═══ Data for processing ═══
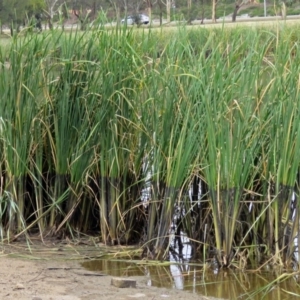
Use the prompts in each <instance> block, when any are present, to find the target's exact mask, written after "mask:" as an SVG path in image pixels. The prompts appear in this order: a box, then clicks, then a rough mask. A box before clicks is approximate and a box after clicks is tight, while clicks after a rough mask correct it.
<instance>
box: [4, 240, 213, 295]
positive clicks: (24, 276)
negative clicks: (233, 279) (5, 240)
mask: <svg viewBox="0 0 300 300" xmlns="http://www.w3.org/2000/svg"><path fill="white" fill-rule="evenodd" d="M54 246H56V245H54ZM67 247H68V245H65V246H61V245H60V246H59V247H58V248H56V249H55V250H54V251H56V252H53V249H51V250H48V251H47V249H43V251H41V249H39V252H38V253H37V252H36V253H35V254H34V253H32V249H31V250H30V252H31V253H26V245H25V246H24V245H23V247H22V244H19V245H18V247H15V248H14V249H13V251H12V250H11V249H10V250H7V247H4V248H3V246H2V254H1V255H0V299H1V300H6V299H7V300H10V299H14V300H15V299H22V300H71V299H72V300H77V299H82V300H90V299H103V300H110V299H113V300H125V299H126V300H129V299H135V298H137V299H151V300H158V299H191V300H193V299H201V300H204V299H210V300H212V299H213V298H209V297H202V296H199V295H195V294H191V293H189V292H184V291H180V290H175V289H164V288H156V287H151V286H147V285H146V280H145V278H143V277H135V278H133V279H135V280H137V287H136V288H116V287H113V286H112V285H111V278H112V277H111V276H108V275H105V274H101V273H100V272H90V271H87V270H85V269H84V268H83V267H82V266H81V264H80V262H81V261H82V253H80V252H81V250H82V247H81V248H80V249H79V248H78V249H77V250H76V247H74V246H72V247H71V249H72V251H71V252H67V251H65V249H67ZM57 250H58V251H57ZM0 251H1V247H0ZM34 251H36V249H34ZM73 252H74V253H77V256H76V257H75V256H73V255H72V253H73ZM56 253H59V254H60V253H63V254H64V253H67V256H65V255H64V256H62V257H59V255H57V254H56ZM79 257H81V260H80V259H79ZM68 258H69V259H68ZM70 258H74V259H70Z"/></svg>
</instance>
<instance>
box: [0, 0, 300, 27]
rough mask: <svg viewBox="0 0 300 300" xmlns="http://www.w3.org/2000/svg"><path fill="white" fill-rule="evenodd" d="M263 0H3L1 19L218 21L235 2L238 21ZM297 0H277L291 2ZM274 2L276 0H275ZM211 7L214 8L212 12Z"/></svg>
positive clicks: (235, 15) (51, 20)
mask: <svg viewBox="0 0 300 300" xmlns="http://www.w3.org/2000/svg"><path fill="white" fill-rule="evenodd" d="M260 1H261V2H262V1H263V0H22V1H20V0H0V22H1V24H2V25H6V26H9V27H10V29H11V31H12V32H13V31H14V30H19V29H20V27H21V26H22V25H24V24H31V25H33V26H34V27H35V28H37V29H38V30H41V29H42V27H41V24H42V22H44V23H46V24H47V25H48V27H49V28H50V29H51V28H52V27H53V23H54V22H59V21H60V22H61V24H62V25H63V24H64V21H65V20H67V19H68V18H70V16H71V15H72V17H75V18H77V20H78V21H79V22H80V24H81V28H82V29H85V26H86V24H88V23H89V22H90V21H92V20H95V19H97V18H98V17H99V14H102V13H103V12H105V14H106V16H107V17H108V18H109V19H111V20H115V21H117V22H120V20H121V19H122V18H123V17H124V15H128V14H138V13H141V12H143V13H146V14H148V16H149V17H150V20H151V19H152V17H153V16H154V15H155V17H156V18H159V19H160V21H161V22H162V19H163V18H166V19H167V21H171V19H172V16H177V18H181V17H182V18H184V19H185V20H186V21H188V22H191V21H192V20H194V19H202V21H203V19H204V17H205V16H207V14H210V16H211V19H212V20H213V21H216V18H217V16H216V9H217V6H218V5H219V4H220V3H226V4H230V5H232V20H233V21H235V19H236V16H237V13H238V11H239V9H240V8H241V7H242V6H243V5H246V4H259V2H260ZM295 1H296V0H284V1H280V0H276V1H275V2H278V4H279V3H282V2H283V3H285V4H286V6H291V5H292V4H293V3H294V2H295ZM297 1H299V0H297ZM272 5H274V2H272ZM208 10H210V12H208Z"/></svg>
═══
▸ About this task:
Filter the records above for the string "rough" and copy each matching line.

▸ Response to this exercise:
Use the prompts in each <instance> block, when any are present, to find the target's exact mask, written after "mask:" as an SVG path in image pixels. The prompts appear in this order: a box, then clicks, then a rough mask. A box before clicks is approximate and a box after clicks is tight, while clicks after a rough mask correct it.
rough mask: <svg viewBox="0 0 300 300" xmlns="http://www.w3.org/2000/svg"><path fill="white" fill-rule="evenodd" d="M263 0H3L1 19L218 21L235 2L238 21ZM297 0H277L291 2ZM274 2L276 0H275ZM211 7L214 8L212 12Z"/></svg>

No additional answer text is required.